WHAT THE TASK ASKS:
Below is a block of records: output all of them exactly and leave out the pictures.

[Dataset excerpts]

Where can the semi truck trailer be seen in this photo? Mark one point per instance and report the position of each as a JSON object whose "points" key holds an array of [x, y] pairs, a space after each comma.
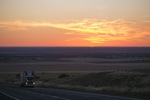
{"points": [[27, 79]]}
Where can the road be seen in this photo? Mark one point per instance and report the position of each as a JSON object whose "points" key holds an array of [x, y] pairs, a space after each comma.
{"points": [[16, 93]]}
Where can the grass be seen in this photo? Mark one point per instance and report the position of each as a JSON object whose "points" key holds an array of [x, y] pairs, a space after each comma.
{"points": [[134, 83], [128, 83]]}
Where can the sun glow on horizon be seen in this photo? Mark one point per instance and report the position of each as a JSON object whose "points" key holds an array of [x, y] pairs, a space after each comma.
{"points": [[74, 23]]}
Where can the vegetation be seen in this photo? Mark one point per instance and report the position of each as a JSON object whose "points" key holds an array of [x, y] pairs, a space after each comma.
{"points": [[130, 83]]}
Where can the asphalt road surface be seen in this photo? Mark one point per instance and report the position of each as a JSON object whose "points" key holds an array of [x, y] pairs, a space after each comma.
{"points": [[16, 93]]}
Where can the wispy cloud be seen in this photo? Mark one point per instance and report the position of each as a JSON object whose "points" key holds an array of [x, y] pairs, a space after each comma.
{"points": [[93, 30]]}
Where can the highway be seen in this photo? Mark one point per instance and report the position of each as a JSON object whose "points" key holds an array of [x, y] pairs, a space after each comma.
{"points": [[8, 92]]}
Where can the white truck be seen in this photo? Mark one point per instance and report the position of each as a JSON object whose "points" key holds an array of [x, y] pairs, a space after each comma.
{"points": [[27, 79]]}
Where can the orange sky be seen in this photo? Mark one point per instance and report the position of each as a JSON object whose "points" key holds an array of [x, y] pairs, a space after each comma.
{"points": [[75, 23]]}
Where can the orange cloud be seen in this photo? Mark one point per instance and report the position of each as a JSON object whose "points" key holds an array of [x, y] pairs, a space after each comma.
{"points": [[93, 30]]}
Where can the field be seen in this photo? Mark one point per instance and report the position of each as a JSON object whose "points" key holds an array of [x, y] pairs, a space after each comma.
{"points": [[118, 71]]}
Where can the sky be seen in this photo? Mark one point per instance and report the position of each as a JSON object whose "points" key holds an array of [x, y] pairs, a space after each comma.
{"points": [[74, 23]]}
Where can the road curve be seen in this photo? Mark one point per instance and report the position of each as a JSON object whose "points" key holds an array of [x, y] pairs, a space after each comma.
{"points": [[16, 93]]}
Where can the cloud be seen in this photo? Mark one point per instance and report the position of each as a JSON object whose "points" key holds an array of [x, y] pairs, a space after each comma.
{"points": [[93, 30]]}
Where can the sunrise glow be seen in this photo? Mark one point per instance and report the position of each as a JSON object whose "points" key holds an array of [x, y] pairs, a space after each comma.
{"points": [[91, 23]]}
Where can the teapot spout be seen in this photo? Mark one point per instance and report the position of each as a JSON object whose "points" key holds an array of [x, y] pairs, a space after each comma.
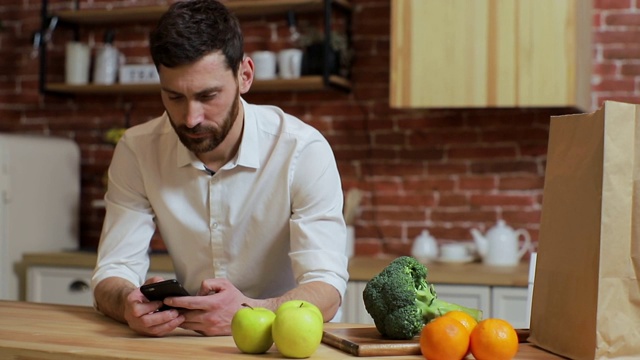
{"points": [[480, 240]]}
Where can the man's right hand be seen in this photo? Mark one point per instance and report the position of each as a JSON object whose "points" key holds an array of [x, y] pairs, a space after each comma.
{"points": [[143, 316], [122, 301]]}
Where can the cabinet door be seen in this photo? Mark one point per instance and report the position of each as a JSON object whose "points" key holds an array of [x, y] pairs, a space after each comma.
{"points": [[473, 296], [70, 286], [510, 303], [490, 53], [57, 285]]}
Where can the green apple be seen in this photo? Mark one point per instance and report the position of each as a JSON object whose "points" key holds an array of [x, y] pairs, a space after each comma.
{"points": [[299, 303], [251, 329], [297, 329]]}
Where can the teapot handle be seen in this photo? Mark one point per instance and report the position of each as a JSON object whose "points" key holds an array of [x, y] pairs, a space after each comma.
{"points": [[527, 241]]}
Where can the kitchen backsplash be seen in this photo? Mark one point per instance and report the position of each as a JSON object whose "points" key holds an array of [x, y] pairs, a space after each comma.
{"points": [[443, 170]]}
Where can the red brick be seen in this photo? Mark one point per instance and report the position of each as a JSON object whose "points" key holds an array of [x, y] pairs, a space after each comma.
{"points": [[611, 4], [626, 19], [502, 200]]}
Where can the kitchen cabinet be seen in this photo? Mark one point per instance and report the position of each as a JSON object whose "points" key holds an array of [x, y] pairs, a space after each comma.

WRITTEN ANSWER:
Where can the semi truck trailer be seen in this photo? Mark one point per instance and report the position of each as a JSON object whose "points" key holds an array of [x, y] pairs, a space after each comma.
{"points": [[27, 79]]}
Where can the road be seen in this photo? Mark one point per instance and report the position of each as a JSON object whose "points" key holds an array of [x, y] pairs, a space after each comma.
{"points": [[16, 93]]}
Where can the grass be seen in this photo? Mark one point per instance and report the position of each as a JSON object whose "points" key holds an array of [x, y] pairs, a space after each comma.
{"points": [[134, 83], [128, 83]]}
Where can the sun glow on horizon be seen in this photo? Mark one point per instance and report the position of each as a JSON object whose "points" key holds an array of [x, y] pairs, a space after each comma.
{"points": [[74, 23]]}
Where can the vegetation be seen in this photo? Mark one point per instance and report the position of each as a JSON object whose "points" key holds an array of [x, y] pairs, a space after each comma.
{"points": [[130, 83]]}
Where can the asphalt road surface be seen in this photo? Mark one point per instance and report the position of each as a JSON object whose "points" key holds an array of [x, y] pairs, a space after each comma.
{"points": [[16, 93]]}
Where can the wispy cloud be seen in this photo? Mark one point per instance and report the position of each as a JSON object whose "points" key holds an array of [x, y] pairs, a space after each comma.
{"points": [[93, 30]]}
Where can the highway be seen in this photo? Mark one point per instance and report the position of each as a JSON object whose "points" key holds an array of [x, y] pairs, a space after each comma.
{"points": [[8, 92]]}
Where can the white truck be seen in this photo? Mark one point per instance and report the position of each as a JSON object whose "points" key holds an array of [x, y] pairs, a space after each comma.
{"points": [[27, 79]]}
Where can the orange sky be seen in this photo? Mark one point per instance and report the position of each as a JSON object whose "points" key holds an array of [x, y] pairs, a space after each comma.
{"points": [[75, 23]]}
Where can the orange cloud be seen in this photo? Mark one point per instance and report the position of each as a JSON object whose "points" key holds an array of [x, y] pairs, a space after each comma.
{"points": [[93, 30]]}
Where can the field be seen in this photo? Mark one point per instance and report the position of each as a JSON object whose "points" key holds an array of [x, y] pairs, a space after each comma.
{"points": [[118, 71]]}
Where can the sky be seen in this photo? Mark one point per instance and report the position of each as a JSON object whose "points" key holds an array of [x, y] pairs, a space after each comma.
{"points": [[74, 23]]}
Where can the road curve be seen in this photo? Mark one point per instance and report the position of each as a JSON object whose "points" key holds an array of [x, y] pairs, a space after each comma.
{"points": [[16, 93]]}
Where can the cloud be seen in this photo? Mark one point per instance and report the position of each as a JSON object whose "points" key holds an array of [x, y] pairs, a space after each comma.
{"points": [[93, 30]]}
Where can the sunrise glow be seen in this photo? Mark one point per instance and report the position of each as a JSON object whose "points" key holds an array of [x, y] pairs, a space after each comma.
{"points": [[91, 23]]}
Where can the teapot spout be seen in this photo? Mark one point per instance and report the position of each as a JSON object whose "points" key holds an array of [x, y] pairs, a space after each comma.
{"points": [[480, 240]]}
Where can the man's right hand be seen in this photo? Mark one point per instance and report the position of each as a JSON object whose "points" key holds an array of [x, y] pairs, a space after each comma.
{"points": [[143, 316], [122, 301]]}
Where can the cabinet door be seen in this photo? Mark one point per instance and report the position of each as a JSON object whose "points" key holds an array of [x, y] pairs, a space after each comma.
{"points": [[473, 296], [70, 286], [510, 303], [490, 53], [57, 285]]}
Where can the green apple be seen in this photo? Mark one point per instance and report the position of each as a JSON object whose "points" key holds an array of [x, y] pairs, a space after each comma.
{"points": [[299, 303], [251, 329], [297, 329]]}
Where can the teapot handle be seen in this photo? Mark one point per instance and report the position of each as a JSON object whose "points" key holds an array of [x, y] pairs, a space after each comma.
{"points": [[527, 241]]}
Where can the kitchen backsplash be seen in this photo? Mark one point per instance and report the position of each as a JSON object whose "points" key holds an array of [x, y] pairs, a space after each comma.
{"points": [[443, 170]]}
Where can the red brick be seen in this photo? Mark one point per instance and report the position of each as a JSON object whose "points" key holds an array of [x, y] pairs, a space after each comma.
{"points": [[611, 4], [626, 19], [502, 200]]}
Where can the kitchen cabinet be seen in this photo? Mark one point per instance and report the position of each as a JSON object whose "points" key holds an array of [x, y] pairs, a space after each comma.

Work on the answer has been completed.